PROBLEM:
Which lines run from the start of the data below to the line containing "Objective — one point per instance of the wooden piling"? Set them down exactly, with none added.

Saved entries:
++++

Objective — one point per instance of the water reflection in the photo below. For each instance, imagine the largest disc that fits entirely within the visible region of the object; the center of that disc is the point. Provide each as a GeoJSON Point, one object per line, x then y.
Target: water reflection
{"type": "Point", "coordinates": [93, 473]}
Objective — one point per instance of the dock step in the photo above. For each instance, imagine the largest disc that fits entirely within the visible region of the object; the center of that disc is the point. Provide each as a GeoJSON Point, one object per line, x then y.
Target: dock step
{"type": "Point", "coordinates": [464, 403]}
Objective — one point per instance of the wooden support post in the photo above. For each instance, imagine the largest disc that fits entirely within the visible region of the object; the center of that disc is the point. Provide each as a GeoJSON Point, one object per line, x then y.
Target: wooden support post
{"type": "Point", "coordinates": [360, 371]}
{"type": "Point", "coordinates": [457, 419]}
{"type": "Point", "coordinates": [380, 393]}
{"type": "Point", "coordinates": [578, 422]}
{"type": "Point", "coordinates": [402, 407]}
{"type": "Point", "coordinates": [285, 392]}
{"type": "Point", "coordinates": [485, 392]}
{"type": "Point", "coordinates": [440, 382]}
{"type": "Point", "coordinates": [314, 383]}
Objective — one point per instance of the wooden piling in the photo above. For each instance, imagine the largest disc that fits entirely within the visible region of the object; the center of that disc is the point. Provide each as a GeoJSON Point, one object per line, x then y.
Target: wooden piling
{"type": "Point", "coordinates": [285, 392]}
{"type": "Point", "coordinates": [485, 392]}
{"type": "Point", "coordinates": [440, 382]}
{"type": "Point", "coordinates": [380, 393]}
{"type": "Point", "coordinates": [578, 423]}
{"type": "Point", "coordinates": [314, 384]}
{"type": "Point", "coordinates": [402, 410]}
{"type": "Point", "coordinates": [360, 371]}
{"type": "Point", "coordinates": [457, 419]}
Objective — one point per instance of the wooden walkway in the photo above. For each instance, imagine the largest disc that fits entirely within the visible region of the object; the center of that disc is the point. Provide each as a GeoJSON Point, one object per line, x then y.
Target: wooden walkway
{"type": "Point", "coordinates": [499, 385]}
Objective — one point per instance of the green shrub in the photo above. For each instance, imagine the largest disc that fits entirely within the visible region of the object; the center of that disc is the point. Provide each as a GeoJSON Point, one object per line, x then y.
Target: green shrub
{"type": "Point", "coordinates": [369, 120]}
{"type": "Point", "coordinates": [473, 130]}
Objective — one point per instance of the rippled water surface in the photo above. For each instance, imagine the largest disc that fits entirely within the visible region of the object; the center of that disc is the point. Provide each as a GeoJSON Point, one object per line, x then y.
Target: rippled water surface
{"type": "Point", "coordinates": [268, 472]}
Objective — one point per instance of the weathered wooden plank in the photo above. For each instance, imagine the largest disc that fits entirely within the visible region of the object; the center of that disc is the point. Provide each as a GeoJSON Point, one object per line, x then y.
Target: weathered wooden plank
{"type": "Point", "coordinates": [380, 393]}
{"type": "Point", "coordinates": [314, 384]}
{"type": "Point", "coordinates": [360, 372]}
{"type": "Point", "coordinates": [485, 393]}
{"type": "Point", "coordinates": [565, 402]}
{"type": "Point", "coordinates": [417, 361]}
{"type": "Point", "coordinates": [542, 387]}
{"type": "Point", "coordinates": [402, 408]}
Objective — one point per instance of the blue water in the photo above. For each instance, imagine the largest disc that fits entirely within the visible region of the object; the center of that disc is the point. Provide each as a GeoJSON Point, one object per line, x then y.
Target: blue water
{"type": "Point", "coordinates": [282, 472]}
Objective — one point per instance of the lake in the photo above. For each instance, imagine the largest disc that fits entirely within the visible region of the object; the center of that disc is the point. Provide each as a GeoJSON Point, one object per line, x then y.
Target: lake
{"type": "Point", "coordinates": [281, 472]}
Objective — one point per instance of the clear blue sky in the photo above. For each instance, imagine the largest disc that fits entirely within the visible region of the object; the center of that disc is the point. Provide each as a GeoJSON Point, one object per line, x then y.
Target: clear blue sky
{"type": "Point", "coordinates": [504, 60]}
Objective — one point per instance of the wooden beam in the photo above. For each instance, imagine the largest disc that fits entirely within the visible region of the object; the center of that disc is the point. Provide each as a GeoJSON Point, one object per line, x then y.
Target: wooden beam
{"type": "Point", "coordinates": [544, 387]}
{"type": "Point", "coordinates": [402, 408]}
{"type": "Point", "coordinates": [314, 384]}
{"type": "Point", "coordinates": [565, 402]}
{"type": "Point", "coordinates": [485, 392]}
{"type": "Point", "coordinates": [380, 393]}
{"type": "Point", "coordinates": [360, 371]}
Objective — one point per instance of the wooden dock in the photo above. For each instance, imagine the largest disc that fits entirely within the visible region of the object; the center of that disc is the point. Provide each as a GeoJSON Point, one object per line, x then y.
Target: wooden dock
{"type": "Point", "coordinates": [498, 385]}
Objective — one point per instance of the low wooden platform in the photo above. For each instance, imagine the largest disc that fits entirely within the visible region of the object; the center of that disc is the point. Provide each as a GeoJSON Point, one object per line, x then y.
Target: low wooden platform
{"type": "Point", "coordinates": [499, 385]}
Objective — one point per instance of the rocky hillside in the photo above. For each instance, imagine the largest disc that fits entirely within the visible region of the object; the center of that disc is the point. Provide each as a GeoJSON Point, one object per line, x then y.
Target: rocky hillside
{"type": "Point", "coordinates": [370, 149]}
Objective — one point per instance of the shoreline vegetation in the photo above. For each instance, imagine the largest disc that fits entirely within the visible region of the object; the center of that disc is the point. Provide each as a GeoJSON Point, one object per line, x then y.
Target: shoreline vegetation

++++

EXPECTED ANSWER:
Objective — one point per instance of the water reflection in the photo below. For each instance, imagine the largest disc that fits entirely within the visible region of the object; the center of that disc is the point. Provide each as a GeoJSON Point, one object per line, x then y.
Target: water reflection
{"type": "Point", "coordinates": [93, 473]}
Objective — one point per instance of the dock step in the photo above. For each instance, imagine the largest disc that fits entirely within the visible region of the object; the center of that disc is the point. Provide each as a GeoJSON Point, one object per line, x then y.
Target: dock step
{"type": "Point", "coordinates": [464, 403]}
Objective — one point per instance of the wooden support post in the photo above. For each instance, imagine the largest disc that fits entirely within the visible region of the object; the center of that disc is the point. Provide each as a GeoJSON Point, one object per line, x then y.
Target: wooden support post
{"type": "Point", "coordinates": [360, 371]}
{"type": "Point", "coordinates": [457, 419]}
{"type": "Point", "coordinates": [380, 393]}
{"type": "Point", "coordinates": [578, 422]}
{"type": "Point", "coordinates": [402, 407]}
{"type": "Point", "coordinates": [285, 392]}
{"type": "Point", "coordinates": [485, 392]}
{"type": "Point", "coordinates": [440, 382]}
{"type": "Point", "coordinates": [314, 383]}
Objective — one point per instance of the wooden piling in the photo above. For each instance, imagine the largest disc that fits entirely within the visible region of the object; the center of that disc is the point. Provide each as a GeoJSON Point, one object per line, x then y.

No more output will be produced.